── Document text

Sundar Pichai, chief executive officer of Alphabet Inc., during the Google I/O Developers Conference in Mountain View, California, on Wednesday, May 10, 2023.
David Paul Morris | Bloomberg | Getty Images
Google’s new large language model, which the company announced last week, uses almost five times as much training data as its predecessor from 2022, allowing its to perform more advanced coding, math and creative writing tasks, CNBC has learned.
PaLM 2, the company’s new general-use large language model (LLM) that was unveiled at Google I/O, is trained on 3.6 trillion tokens, according to internal documentation viewed by CNBC. Tokens, which are strings of words, are an important building block for training LLMs, because they teach the model to predict the next word that will appear in a sequence.
Google’s previous version of PaLM, which stands for Pathways Language Model, was released in 2022 and trained on 780 billion tokens.
While Google has been eager to showcase the power of its artificial intelligence technology and how it can be embedded into search, emails, word processing and spreadsheets, the company has been unwilling to publish the size or other details of its training data. OpenAI, the Microsoft-backed creator of ChatGPT, has also kept secret the specifics of its latest LLM called GPT-4.
The reason for the lack of disclosure, the companies say, is the competitive nature of the business. Google and OpenAI are rushing to attract users who may want to search for information using conversational chatbots rather than traditional search engines.

────
── Information provided

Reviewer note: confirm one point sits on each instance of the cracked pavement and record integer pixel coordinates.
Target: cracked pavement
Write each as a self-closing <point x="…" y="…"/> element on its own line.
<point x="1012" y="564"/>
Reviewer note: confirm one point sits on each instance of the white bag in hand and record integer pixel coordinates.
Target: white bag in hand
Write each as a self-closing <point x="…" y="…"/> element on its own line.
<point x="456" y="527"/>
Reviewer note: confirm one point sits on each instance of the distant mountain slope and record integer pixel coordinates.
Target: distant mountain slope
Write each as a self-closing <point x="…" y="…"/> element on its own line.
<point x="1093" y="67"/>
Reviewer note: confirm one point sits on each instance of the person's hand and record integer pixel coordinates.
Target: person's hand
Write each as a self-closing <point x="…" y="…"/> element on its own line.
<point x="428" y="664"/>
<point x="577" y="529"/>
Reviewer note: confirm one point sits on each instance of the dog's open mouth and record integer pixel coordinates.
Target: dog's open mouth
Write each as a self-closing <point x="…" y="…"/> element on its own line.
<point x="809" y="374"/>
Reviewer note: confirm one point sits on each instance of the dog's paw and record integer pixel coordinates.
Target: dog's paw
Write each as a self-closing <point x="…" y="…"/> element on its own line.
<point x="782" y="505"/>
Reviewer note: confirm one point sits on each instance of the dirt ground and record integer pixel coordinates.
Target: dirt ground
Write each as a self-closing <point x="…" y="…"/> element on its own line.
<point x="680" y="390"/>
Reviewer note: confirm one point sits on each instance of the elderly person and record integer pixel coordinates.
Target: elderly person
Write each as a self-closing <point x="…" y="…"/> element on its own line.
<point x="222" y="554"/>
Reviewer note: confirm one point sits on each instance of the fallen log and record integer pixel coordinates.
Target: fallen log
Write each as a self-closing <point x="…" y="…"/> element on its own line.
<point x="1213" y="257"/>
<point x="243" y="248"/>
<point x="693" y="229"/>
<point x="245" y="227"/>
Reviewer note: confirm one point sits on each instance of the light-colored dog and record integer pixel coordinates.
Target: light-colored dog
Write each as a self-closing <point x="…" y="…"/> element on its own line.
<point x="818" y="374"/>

────

__Apply what you read__
• A. In the article on Google's PaLM 2, how many tokens was the 2022 version of PaLM trained on?
• B. Transcribe the stretch of the PaLM 2 article from "Sundar Pichai, chief" through "CNBC has learned.".
• C. Write the next part of the article on Google's PaLM 2, picking up after its final sentence.
The material above is separate from the article on Google's PaLM 2.

__Task-by-task results__
• A. 780 billion tokens.

• B.
Sundar Pichai, chief executive officer of Alphabet Inc., during the Google I/O Developers Conference in Mountain View, California, on Wednesday, May 10, 2023.
David Paul Morris | Bloomberg | Getty Images
Google’s new large language model, which the company announced last week, uses almost five times as much training data as its predecessor from 2022, allowing its to perform more advanced coding, math and creative writing tasks, CNBC has learned.

• C.
But as the AI arms race heats up, the research community is demanding greater transparency.
Since unveiling PaLM 2, Google has said the new model is smaller than prior LLMs, which is significant because it means the company’s technology is becoming more efficient while accomplishing more sophisticated tasks. PaLM 2, according to internal documents, is trained on 340 billion parameters, an indication of the complexity of the model. The initial PaLM was trained on 540 billion parameters.
Google didn’t immediately provide a comment for this story.
Google said in a blog post about PaLM 2 that the model uses a “new technique” called “compute-optimal scaling.” That makes the the LLM “more efficient with overall better performance, including faster inference, fewer parameters to serve, and a lower serving cost.”
In announcing PaLM 2, Google confirmed CNBC’s previous reporting that the model is trained on 100 languages and performs a broad range of tasks. It’s already being used to power 25 features and products, including the company’s experimental chatbot Bard. It’s available in four sizes, from smallest to largest: Gecko, Otter, Bison and Unicorn.
PaLM 2 is more powerful than any existing model, based on public disclosures. Facebook’s LLM called LLaMA, which it announced in February, is trained on 1.4 trillion tokens. The last time OpenAI shared ChatGPT’s training size was with GPT-3, when the company said it was trained on 300 billion tokens at the time. OpenAI released GPT-4 in March, and said it exhibits “human-level performance” on many professional tests.
LaMDA, a conversation LLM that Google introduced two years ago and touted in February alongside Bard, was trained on 1.5 trillion tokens, according to the latest documents viewed by CNBC.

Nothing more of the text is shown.